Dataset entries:
────────────────────

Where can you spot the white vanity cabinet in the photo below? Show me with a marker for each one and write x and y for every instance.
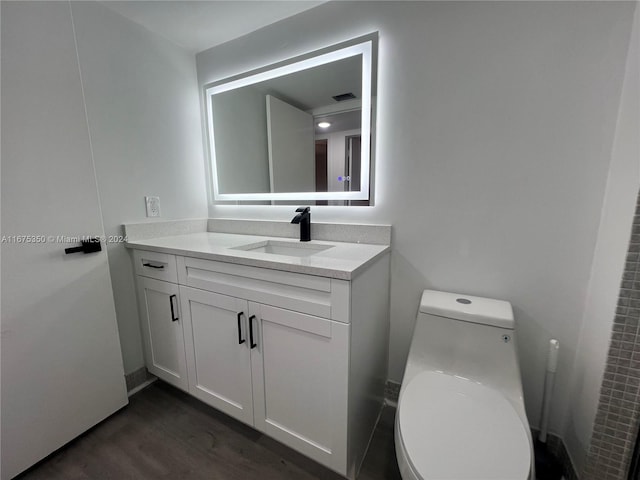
(283, 372)
(300, 357)
(160, 316)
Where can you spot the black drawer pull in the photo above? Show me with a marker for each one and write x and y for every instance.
(91, 245)
(251, 343)
(159, 267)
(174, 317)
(240, 339)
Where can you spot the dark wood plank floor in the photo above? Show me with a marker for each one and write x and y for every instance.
(166, 434)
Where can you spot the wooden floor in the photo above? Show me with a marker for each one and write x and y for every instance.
(165, 434)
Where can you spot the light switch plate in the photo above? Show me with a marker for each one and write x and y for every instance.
(153, 206)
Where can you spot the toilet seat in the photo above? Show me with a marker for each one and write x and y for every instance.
(454, 428)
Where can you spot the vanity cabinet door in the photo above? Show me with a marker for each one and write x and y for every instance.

────────────────────

# EXERCISE
Print all the records again exactly; do not include any picture.

# WRITTEN SOLUTION
Where can you spot the white vanity cabinet in the photo below? Show me with a marker for each one and write x and y for every instance.
(283, 372)
(300, 357)
(160, 316)
Where can you spot the black drawer pull in the photo above? Show me with a marker for each one and write x and y for every instance.
(91, 245)
(251, 343)
(159, 267)
(174, 317)
(240, 339)
Where can you spot the dark wood plank floor in the photo above? Show me with a marker for each one and write x and y for every instance.
(166, 434)
Where can you spot the wooden floor in the photo above? Show me with a marker for each one and write x and y for every instance.
(165, 434)
Where can you spot the light switch plate in the photo above? Show me with a marker for each one and write x and y for every instance.
(153, 206)
Where can you spot the toilet seat in the photo above? Show me with a marker for each one and write x and y for every instance.
(454, 428)
Where can you spot the vanity cabinet door in the photo above? Show me with a marker for each one and write x and y for every instance.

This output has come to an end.